Reproduce the following material line for line, without changing a word.

···

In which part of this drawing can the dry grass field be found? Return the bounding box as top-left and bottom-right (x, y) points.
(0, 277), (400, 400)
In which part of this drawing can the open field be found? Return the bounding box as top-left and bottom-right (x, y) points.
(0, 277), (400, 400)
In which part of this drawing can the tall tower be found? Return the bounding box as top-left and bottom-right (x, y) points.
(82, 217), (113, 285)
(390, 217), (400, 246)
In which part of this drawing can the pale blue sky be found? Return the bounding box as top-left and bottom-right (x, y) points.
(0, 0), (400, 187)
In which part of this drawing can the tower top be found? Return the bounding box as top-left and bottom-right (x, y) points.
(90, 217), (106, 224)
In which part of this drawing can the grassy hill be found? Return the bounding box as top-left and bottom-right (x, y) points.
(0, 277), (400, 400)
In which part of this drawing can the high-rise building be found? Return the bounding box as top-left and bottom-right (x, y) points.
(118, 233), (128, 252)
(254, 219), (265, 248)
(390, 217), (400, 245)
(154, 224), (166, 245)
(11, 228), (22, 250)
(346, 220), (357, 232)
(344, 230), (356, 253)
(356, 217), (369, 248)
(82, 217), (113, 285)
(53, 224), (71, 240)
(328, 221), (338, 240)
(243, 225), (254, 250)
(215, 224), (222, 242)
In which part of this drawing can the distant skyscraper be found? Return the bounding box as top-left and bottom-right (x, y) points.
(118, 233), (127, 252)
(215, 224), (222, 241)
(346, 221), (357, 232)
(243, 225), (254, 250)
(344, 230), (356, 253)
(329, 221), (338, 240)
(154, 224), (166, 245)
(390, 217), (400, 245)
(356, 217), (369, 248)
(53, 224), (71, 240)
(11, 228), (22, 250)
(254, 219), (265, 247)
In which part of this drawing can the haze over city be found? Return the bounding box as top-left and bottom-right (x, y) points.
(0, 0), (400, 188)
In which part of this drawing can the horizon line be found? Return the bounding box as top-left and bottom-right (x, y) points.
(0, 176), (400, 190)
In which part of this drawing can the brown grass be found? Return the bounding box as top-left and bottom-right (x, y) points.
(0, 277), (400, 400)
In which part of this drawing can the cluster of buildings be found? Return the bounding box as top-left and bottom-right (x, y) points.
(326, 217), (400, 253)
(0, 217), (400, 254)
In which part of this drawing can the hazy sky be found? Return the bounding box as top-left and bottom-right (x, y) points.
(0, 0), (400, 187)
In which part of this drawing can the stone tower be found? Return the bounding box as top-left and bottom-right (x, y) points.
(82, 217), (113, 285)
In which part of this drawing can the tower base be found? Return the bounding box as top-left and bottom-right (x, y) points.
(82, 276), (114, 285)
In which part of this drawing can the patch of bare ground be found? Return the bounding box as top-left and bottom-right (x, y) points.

···

#### Full answer
In which part of this drawing can the dry grass field be found? Return the bounding box as top-left and bottom-right (x, y) points.
(0, 277), (400, 400)
In which part of this drawing can the open field be found? Return the bounding box as top-left and bottom-right (x, y) points.
(0, 277), (400, 400)
In which part of this drawing can the tall tower be found? Return the bounding box as top-left and bottom-right (x, y) points.
(82, 217), (113, 285)
(390, 217), (400, 246)
In which part of this drawing can the pale blue sky be found? Return the bounding box as top-left and bottom-right (x, y) points.
(0, 0), (400, 187)
In which part of this drawing can the tower top be found? Return the bounding box as top-left and bottom-right (x, y) points.
(90, 217), (106, 224)
In which part of this drawing can the grassy hill be found? Return the bounding box as top-left and bottom-right (x, y) points.
(0, 277), (400, 400)
In which part of this drawing can the high-rise building be found? Return the bounding box as top-left and bottom-right (x, y) points.
(118, 233), (128, 252)
(254, 219), (265, 248)
(390, 217), (400, 245)
(154, 224), (166, 245)
(11, 228), (22, 250)
(346, 220), (357, 232)
(344, 230), (356, 253)
(356, 217), (369, 248)
(82, 217), (113, 285)
(53, 224), (71, 240)
(328, 221), (338, 240)
(243, 225), (254, 250)
(215, 224), (222, 242)
In which part of this drawing can the distant skyscraper be found? Return the bounding box as top-left and bottom-right (x, y) points.
(118, 233), (127, 252)
(215, 224), (222, 241)
(346, 221), (357, 232)
(243, 225), (254, 250)
(344, 230), (356, 253)
(329, 221), (338, 240)
(154, 224), (166, 245)
(390, 217), (400, 245)
(356, 217), (369, 248)
(53, 224), (71, 240)
(11, 228), (22, 250)
(254, 219), (265, 247)
In which part of this drawing can the haze over city be found? Return the bounding box as top-left and bottom-right (x, y) points.
(0, 0), (400, 188)
In which part of this drawing can the horizon line be found? Return the bounding box as top-left and bottom-right (x, y) points.
(0, 176), (400, 190)
In which part of this drawing can the brown grass be found? Return the bounding box as top-left and bottom-right (x, y) points.
(0, 277), (400, 400)
In which part of this drawing can the cluster of buildings be found? Return the bounding box as top-left and bottom-right (x, y) points.
(326, 217), (400, 253)
(0, 217), (400, 254)
In which part of this drawing can the hazy sky be found? Return the bounding box as top-left and bottom-right (x, y) points.
(0, 0), (400, 187)
In which part of this drawing can the stone tower be found? Return the bounding box as top-left and bottom-right (x, y) points.
(82, 217), (113, 285)
In which part of this drawing can the tower base be found? Return the bounding box as top-left and bottom-right (x, y) points.
(82, 276), (114, 285)
In which part of this drawing can the patch of bare ground be found? Return the bounding box as top-left and bottom-right (x, y) points.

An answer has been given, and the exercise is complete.